## Location annotation dataset excerpts
┄┄┄┄┄┄┄┄┄┄

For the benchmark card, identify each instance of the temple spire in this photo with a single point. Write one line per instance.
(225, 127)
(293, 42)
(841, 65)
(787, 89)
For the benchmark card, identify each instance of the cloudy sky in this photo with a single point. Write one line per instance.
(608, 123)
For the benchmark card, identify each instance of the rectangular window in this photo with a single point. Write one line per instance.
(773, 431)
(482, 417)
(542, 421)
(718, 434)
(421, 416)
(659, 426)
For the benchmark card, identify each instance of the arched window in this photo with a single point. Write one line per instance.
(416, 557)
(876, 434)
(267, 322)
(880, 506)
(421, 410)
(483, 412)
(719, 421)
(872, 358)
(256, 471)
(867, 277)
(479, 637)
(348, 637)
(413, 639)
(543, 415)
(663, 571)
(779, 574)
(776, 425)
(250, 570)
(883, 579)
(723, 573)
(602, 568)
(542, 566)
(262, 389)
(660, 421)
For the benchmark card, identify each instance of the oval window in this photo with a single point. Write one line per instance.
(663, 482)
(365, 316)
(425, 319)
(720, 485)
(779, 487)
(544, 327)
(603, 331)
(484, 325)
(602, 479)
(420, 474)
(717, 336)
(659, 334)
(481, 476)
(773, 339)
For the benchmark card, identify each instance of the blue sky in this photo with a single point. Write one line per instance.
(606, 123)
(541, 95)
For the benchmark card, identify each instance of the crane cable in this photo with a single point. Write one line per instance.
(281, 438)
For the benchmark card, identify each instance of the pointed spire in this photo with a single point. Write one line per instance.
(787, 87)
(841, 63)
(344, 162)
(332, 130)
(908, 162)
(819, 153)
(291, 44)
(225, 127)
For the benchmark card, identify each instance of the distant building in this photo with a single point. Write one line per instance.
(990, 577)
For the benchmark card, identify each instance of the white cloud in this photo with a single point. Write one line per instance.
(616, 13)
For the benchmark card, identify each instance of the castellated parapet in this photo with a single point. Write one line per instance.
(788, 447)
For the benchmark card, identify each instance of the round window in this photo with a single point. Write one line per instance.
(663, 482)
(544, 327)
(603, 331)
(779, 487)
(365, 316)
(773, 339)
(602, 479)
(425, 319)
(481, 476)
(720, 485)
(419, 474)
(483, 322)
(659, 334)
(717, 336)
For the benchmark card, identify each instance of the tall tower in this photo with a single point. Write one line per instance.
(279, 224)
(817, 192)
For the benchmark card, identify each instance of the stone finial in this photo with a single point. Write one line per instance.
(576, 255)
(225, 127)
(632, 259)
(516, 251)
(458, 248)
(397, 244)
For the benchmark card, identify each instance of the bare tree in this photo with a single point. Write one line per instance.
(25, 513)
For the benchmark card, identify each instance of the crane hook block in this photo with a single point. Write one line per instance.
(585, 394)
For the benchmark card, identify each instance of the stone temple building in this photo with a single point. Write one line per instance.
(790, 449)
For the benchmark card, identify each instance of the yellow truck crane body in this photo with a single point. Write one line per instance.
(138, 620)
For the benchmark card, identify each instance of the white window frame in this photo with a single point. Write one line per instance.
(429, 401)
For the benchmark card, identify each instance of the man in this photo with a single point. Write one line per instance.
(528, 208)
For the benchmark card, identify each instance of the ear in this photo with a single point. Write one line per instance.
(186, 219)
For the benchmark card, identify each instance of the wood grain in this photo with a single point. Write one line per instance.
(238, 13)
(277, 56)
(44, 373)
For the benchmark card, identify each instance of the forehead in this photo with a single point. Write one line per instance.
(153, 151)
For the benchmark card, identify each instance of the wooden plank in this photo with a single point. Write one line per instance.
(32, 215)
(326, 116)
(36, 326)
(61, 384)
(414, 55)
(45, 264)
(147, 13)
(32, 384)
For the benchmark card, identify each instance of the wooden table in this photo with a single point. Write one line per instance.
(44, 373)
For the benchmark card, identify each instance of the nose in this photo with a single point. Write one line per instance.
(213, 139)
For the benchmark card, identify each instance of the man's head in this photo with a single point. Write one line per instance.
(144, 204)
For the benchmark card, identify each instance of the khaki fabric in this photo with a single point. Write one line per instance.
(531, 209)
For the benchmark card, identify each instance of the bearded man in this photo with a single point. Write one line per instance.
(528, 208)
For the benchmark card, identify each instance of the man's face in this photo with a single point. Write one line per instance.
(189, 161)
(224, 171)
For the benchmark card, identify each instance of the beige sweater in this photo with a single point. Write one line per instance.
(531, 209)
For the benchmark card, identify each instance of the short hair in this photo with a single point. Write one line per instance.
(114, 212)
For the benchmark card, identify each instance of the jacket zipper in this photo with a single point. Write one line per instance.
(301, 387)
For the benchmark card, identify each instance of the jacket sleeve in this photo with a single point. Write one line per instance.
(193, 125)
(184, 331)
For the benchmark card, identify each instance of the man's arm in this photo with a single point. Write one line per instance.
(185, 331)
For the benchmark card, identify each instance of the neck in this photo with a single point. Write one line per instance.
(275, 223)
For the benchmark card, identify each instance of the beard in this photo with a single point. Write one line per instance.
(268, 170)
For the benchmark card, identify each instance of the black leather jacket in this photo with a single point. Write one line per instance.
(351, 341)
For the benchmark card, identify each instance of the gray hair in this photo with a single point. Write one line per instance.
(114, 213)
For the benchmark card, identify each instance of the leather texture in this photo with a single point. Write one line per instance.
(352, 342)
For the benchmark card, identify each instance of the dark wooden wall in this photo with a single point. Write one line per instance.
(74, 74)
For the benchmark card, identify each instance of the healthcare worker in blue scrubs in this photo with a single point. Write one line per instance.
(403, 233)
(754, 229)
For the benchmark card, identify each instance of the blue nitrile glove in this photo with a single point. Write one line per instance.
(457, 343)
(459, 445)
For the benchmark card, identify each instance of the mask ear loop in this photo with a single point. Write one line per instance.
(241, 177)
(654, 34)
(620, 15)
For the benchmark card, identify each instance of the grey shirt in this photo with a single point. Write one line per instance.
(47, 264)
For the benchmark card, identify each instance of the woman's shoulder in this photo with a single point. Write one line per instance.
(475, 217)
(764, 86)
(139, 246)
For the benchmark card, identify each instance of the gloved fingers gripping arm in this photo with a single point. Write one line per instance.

┄┄┄┄┄┄┄┄┄┄

## Task description
Reproduce the material in full, with no word added or dropped.

## Complete output
For the benchmark card, identify each instance of the temple spire in this photo with a single point. Write one line per instance.
(225, 127)
(293, 42)
(841, 65)
(787, 89)
For the benchmark card, identify each instance of the cloudy sky in this photo with a single point. Write one line per instance.
(608, 123)
For the benchmark card, identify each instance of the rectangular window in this photo with a single point. Write one line per instance.
(773, 431)
(482, 417)
(542, 421)
(718, 434)
(421, 416)
(659, 426)
For the benchmark card, identify each instance of the arched window in this photo with a single point. Write one line per instance.
(416, 557)
(876, 434)
(267, 322)
(880, 506)
(421, 410)
(483, 412)
(719, 421)
(872, 358)
(256, 471)
(867, 277)
(479, 637)
(348, 637)
(413, 639)
(543, 415)
(663, 571)
(779, 574)
(776, 425)
(250, 570)
(883, 579)
(723, 573)
(602, 568)
(542, 566)
(262, 389)
(660, 421)
For the benchmark card, identify each instance of the oval window in this photo with a single point. Write one line per instance.
(663, 482)
(365, 316)
(425, 319)
(720, 485)
(779, 487)
(544, 327)
(603, 331)
(484, 325)
(602, 479)
(420, 474)
(717, 336)
(659, 334)
(481, 476)
(773, 339)
For the benchmark card, identify each instance of the blue sky in this photo with a single point. Write one line per instance.
(606, 123)
(541, 95)
For the benchmark card, identify each instance of the crane cable in this photo with a single point. Write one line per instance.
(281, 438)
For the benchmark card, identify each instance of the pointed spire in this photo with a single point. Write one line per instance.
(787, 87)
(841, 63)
(344, 162)
(332, 130)
(908, 162)
(819, 153)
(291, 44)
(225, 127)
For the benchmark card, identify each instance of the distant building in this photo with a single point. Write one line per instance.
(990, 577)
For the benchmark card, identify each instance of the white cloud in this photo with a single point. Write one line per instance.
(616, 13)
For the benchmark card, identify each instance of the castellated parapet in this photo with a single point. Write one line per instance.
(788, 447)
For the benchmark card, identify each instance of the round window in this photo with a single point. Write one line per instance.
(663, 482)
(544, 327)
(603, 331)
(779, 487)
(365, 316)
(773, 339)
(602, 479)
(425, 319)
(481, 476)
(720, 485)
(419, 474)
(483, 322)
(659, 334)
(717, 336)
For the benchmark card, identify each instance of the tall tower in this photo with a single point. Write one line per instance.
(279, 224)
(817, 192)
For the benchmark card, identify each instance of the stone finial in this photo with a single point. Write one line per instance.
(576, 255)
(225, 127)
(632, 259)
(516, 251)
(458, 248)
(397, 244)
For the benchmark card, identify each instance of the bare tree in this photo with a single point. Write one line per instance.
(25, 513)
For the benchmark card, identify each instance of the crane hook block in this photo with a single point. Write one line per instance.
(585, 394)
For the benchmark card, identify each instance of the stone temple building in this photo with a single point. Write one line per instance.
(790, 449)
For the benchmark card, identify each instance of the yellow truck crane body in this photo with a single point. Write one line per instance.
(138, 620)
For the benchmark card, identify each instance of the white window frame in this photo with a single point. Write one line per instance.
(429, 401)
For the benchmark card, identify each instance of the man in this photo with a single point. Write one line per instance.
(528, 208)
For the benchmark card, identify each instance of the ear in this photo with a single point. Write one line per instance.
(186, 219)
For the benchmark card, identify each instance of the wood grain in this photo with a single point. Write one line per instance.
(238, 13)
(277, 56)
(44, 373)
For the benchmark card, identify each instance of the forehead in this photo with a single point. Write one line per instance.
(153, 151)
For the benchmark card, identify each instance of the wooden plank in this photo with a single point. Write one line per instance.
(32, 215)
(326, 116)
(36, 326)
(61, 384)
(414, 55)
(45, 264)
(147, 13)
(32, 384)
For the benchmark card, identify each instance of the wooden table in this photo with a single point. Write one line per instance.
(44, 373)
For the benchmark card, identify each instance of the nose in this photo with a single point. Write one line per instance.
(213, 139)
For the benchmark card, identify each instance of the man's head in this photo with a single point. Write one line per instance.
(144, 204)
For the benchmark card, identify each instance of the khaki fabric in this photo with a single point. Write one line per instance.
(531, 209)
For the benchmark card, identify each instance of the bearded man in this photo with a single point. Write one line per instance.
(528, 208)
For the benchmark card, identify each instance of the man's face in this photo with a single point. Write one line per instance.
(189, 161)
(224, 171)
For the benchmark card, identify each instance of the beige sweater in this photo with a single point. Write one line per instance.
(531, 209)
For the benchmark card, identify each instance of the short hair in this photo with a single point. Write one line per instance.
(114, 212)
For the benchmark card, identify each instance of the jacket zipper in this photo with a single point. Write one line per instance.
(301, 387)
For the benchmark card, identify each instance of the jacket sleeve in this photo with a single point. Write one line per instance.
(193, 125)
(184, 331)
For the benchmark card, identify each instance of the man's arm in this photo with a single point. Write one line per instance.
(185, 331)
For the benchmark card, identify each instance of the neck in this photo with a single point. Write one line per instance.
(275, 223)
For the benchmark card, identify each instance of the beard in this photo with a single point. Write one line per instance.
(268, 170)
For the benchmark card, identify each instance of the black leather jacket in this photo with a single point. Write one line per instance.
(351, 341)
For the benchmark card, identify each instance of the gray hair in this photo with a single point. Write one line per instance.
(114, 213)
For the benchmark card, identify each instance of the leather texture in this photo with a single point. Write one line per instance.
(352, 342)
For the benchmark card, identify each instance of the dark wooden wall in this photo with a single point. Write one line per instance.
(74, 74)
For the benchmark card, identify each instance of the healthcare worker in blue scrubs in this photo with a single point. Write one line per instance.
(403, 233)
(754, 229)
For the benchmark card, identify each instance of the blue nitrile glove in this photo with a single point. Write one line per instance.
(457, 343)
(459, 445)
For the benchmark card, identify each instance of the mask ear loop in this photo with a single point. Write one line per instance.
(241, 177)
(654, 34)
(620, 15)
For the benchmark card, identify each instance of the grey shirt in this photo with a single point. Write one line per instance.
(47, 264)
For the benchmark card, identify each instance of the woman's shoulder in this photo with a single point. Write one line per instance.
(475, 217)
(764, 86)
(139, 246)
For the benchmark card, identify each instance of the gloved fingers gripping arm in this photo with a single point. Write one line per instance.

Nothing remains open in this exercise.